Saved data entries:
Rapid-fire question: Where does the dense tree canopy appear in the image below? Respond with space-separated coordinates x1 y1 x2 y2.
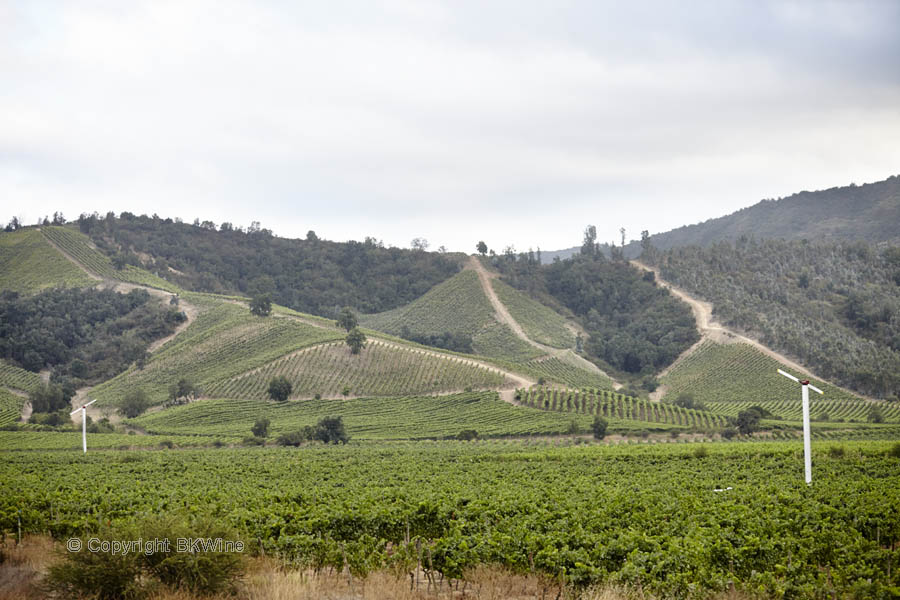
77 213 462 316
0 288 183 384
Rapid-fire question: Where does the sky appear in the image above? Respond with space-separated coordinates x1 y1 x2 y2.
2 1 899 253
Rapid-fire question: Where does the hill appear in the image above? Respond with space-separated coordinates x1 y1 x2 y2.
71 213 462 316
542 174 900 261
643 239 900 398
0 229 96 293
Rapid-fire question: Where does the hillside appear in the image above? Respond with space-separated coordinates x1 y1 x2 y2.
542 174 900 261
0 229 96 293
643 239 900 398
72 213 462 316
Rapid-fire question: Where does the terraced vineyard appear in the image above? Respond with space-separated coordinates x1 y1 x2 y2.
522 354 614 389
207 340 509 399
490 278 575 349
91 302 343 407
0 388 25 427
0 228 95 293
361 270 544 362
132 391 599 439
40 226 180 292
706 399 900 422
661 341 861 406
518 387 729 429
0 359 42 392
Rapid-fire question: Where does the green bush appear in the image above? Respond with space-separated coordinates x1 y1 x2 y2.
456 429 478 441
889 442 900 459
242 436 266 446
45 528 144 600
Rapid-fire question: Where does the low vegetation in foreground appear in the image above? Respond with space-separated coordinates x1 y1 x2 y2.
2 440 898 599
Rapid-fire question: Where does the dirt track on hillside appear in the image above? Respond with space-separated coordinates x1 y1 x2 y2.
630 259 867 401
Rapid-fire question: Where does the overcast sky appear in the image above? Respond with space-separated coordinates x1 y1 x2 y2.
2 1 899 252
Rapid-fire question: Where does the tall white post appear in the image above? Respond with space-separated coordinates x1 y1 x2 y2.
81 407 87 454
801 383 811 484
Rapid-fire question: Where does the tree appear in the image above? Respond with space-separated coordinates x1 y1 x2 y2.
168 378 198 402
411 237 429 251
476 241 488 256
251 417 270 438
456 429 478 441
336 306 358 331
249 295 271 317
29 384 71 414
592 415 608 440
315 416 349 444
268 376 292 402
868 405 885 423
119 389 151 418
345 327 367 355
581 225 597 257
736 408 761 435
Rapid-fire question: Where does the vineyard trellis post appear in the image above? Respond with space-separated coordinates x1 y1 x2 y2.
778 369 823 484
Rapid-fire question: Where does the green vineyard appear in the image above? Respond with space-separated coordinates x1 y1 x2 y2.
132 391 599 439
91 302 343 406
0 431 239 450
660 341 860 405
490 278 575 349
706 399 900 422
521 354 614 389
0 359 43 393
0 228 95 293
206 340 509 399
517 387 730 429
39 226 180 292
0 388 25 427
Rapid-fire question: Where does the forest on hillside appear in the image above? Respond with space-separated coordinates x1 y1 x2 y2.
75 213 461 316
0 287 184 383
643 238 900 398
486 234 698 377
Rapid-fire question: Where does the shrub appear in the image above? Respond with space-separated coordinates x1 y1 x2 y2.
693 446 709 458
456 429 478 441
277 429 312 447
251 417 270 438
315 416 349 444
889 442 900 459
242 436 266 446
159 440 174 449
567 420 581 434
829 445 846 458
119 389 151 419
722 428 737 440
268 376 292 402
591 416 608 440
868 406 885 424
46 531 144 600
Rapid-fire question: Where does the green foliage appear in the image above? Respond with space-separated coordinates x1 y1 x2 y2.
488 251 698 373
345 327 367 355
46 530 144 600
336 306 358 331
0 388 24 427
476 241 487 255
28 384 73 414
648 237 900 396
520 355 614 389
736 409 761 435
251 417 270 438
0 359 42 392
12 440 900 598
206 340 505 399
249 294 271 317
119 389 151 419
456 429 478 441
315 415 349 444
168 378 198 402
591 415 608 439
868 405 885 423
0 228 95 293
722 427 737 439
0 287 183 384
74 213 459 315
672 393 705 411
267 375 292 402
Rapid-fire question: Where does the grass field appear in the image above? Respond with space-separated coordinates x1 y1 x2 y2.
0 228 95 293
206 339 509 399
132 391 602 439
40 226 180 292
660 341 861 406
491 278 575 349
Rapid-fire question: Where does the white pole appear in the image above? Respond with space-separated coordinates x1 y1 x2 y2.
801 383 811 484
81 407 87 454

Task directions: Each line above should be returned exactly as it stands, minus any pictures.

Reply:
Rapid-fire question: Where does the dense tree canopy appear in the image below? Respond with space-separated coordinates x1 y1 x2 y2.
77 213 462 316
0 288 183 384
Rapid-fire question: Where does the sky appear in the image above? Respond with space-separated coordinates x1 y1 x2 y2.
2 1 899 253
Rapid-fire question: Where does the hill appear in the image above? Respond with space-separated coordinates x1 y1 x2 y2.
71 213 462 316
542 174 900 261
643 239 900 398
0 229 96 293
Rapid-fire question: Where does the hillside appear in the image above? Respond with space-separated coordinates x1 y1 x2 y2.
542 174 900 261
0 229 96 293
643 239 900 398
72 213 462 316
Rapid-fire question: Where does the terraced vineyard appear in the image above? Respond with space-separated coordinates x1 y1 x2 y2.
522 354 614 389
207 340 509 399
490 278 575 349
91 302 343 407
0 388 25 427
0 228 95 293
361 270 544 362
132 391 599 439
40 226 180 292
706 399 900 422
661 341 861 406
518 387 729 429
0 359 42 392
Rapid-fire question: Where does the green bush appear in the image above? Respond with space-separated coordinates x1 y1 x2 y2.
456 429 478 441
889 442 900 459
242 436 266 446
45 528 144 600
Rapid-fire question: Where does the low vegetation in foreground appear in the image above? Respond with space-separated coordinates x1 y1 x2 y2.
2 440 898 599
Rapid-fire question: Where does the dirt track on hillside appear in the image above? Respond with space-separated coordinates x1 y1 x2 y2.
630 259 867 401
Rapid-fire question: Where does the overcast sky appear in the image above? Respond with space-separated coordinates x1 y1 x2 y2.
2 1 899 252
Rapid-fire question: Where does the tall white post appear in the image above? Respond with space-separated coordinates x1 y1 x2 y2.
81 407 87 454
801 383 811 484
Rapid-fire question: Where does the tree appear in the image above? Respond with space-separated coordinates x1 y1 x2 y2.
168 378 198 402
411 237 429 251
476 241 488 256
251 417 270 438
456 429 478 441
336 306 358 331
249 295 271 317
29 384 71 414
592 415 608 440
315 416 349 444
268 376 292 402
868 405 885 423
119 389 151 418
345 327 367 355
581 225 597 257
736 408 761 435
Rapid-fire question: Where does the vineyard trellis post appear in the image above? Respond with space-separated coordinates x1 y1 x2 y2.
778 369 823 484
Rapid-fire question: Where does the green vineyard appear in the image above? Respond with space-separated coordinates x1 y1 x2 y2.
132 391 599 439
91 302 343 406
0 431 239 450
660 341 860 405
490 278 575 349
706 399 900 422
521 354 614 389
0 359 43 393
0 228 95 293
206 340 509 399
517 387 730 429
39 226 180 292
0 388 25 427
Rapid-fire question: Where does the forest on hillside appear in the image above? Respond with space-separated coordinates x1 y1 x2 y2.
75 213 461 316
0 287 184 383
643 238 900 398
486 234 698 377
Rapid-fire question: Where does the shrub appear in the image above? Respond with space-separated coordinates x1 y1 x2 y2.
693 446 709 458
456 429 478 441
277 429 312 447
251 417 270 438
315 416 349 444
889 442 900 459
242 436 266 446
159 440 174 449
567 420 581 434
829 445 846 458
119 389 151 419
722 428 737 440
268 376 292 402
591 416 608 440
868 406 885 424
46 531 144 600
Rapid-fire question: Where does the green foliage appear in the image above? Respond with space-separated coordinates x1 y1 x2 y2.
488 251 698 373
345 327 367 355
46 530 144 600
336 306 358 331
0 388 24 427
476 241 487 255
28 384 73 414
648 237 900 396
520 355 614 389
736 409 761 435
251 417 270 438
0 359 42 392
12 440 900 598
206 340 505 399
249 294 271 317
119 389 151 419
456 429 478 441
315 415 349 444
168 378 198 402
591 415 608 439
868 405 885 423
0 228 95 293
722 427 737 439
0 287 183 384
74 213 459 315
672 393 705 411
267 375 292 402
Rapid-fire question: Where does the grass field appear in the image above? Respond with space-separated coordinates x1 y1 x2 y2.
0 228 95 293
206 339 509 399
132 391 602 439
40 226 180 292
660 341 861 406
491 278 575 349
Rapid-fire question: Where does the white pole appear in the image above? Respond with space-separated coordinates x1 y1 x2 y2.
801 383 811 484
81 407 87 454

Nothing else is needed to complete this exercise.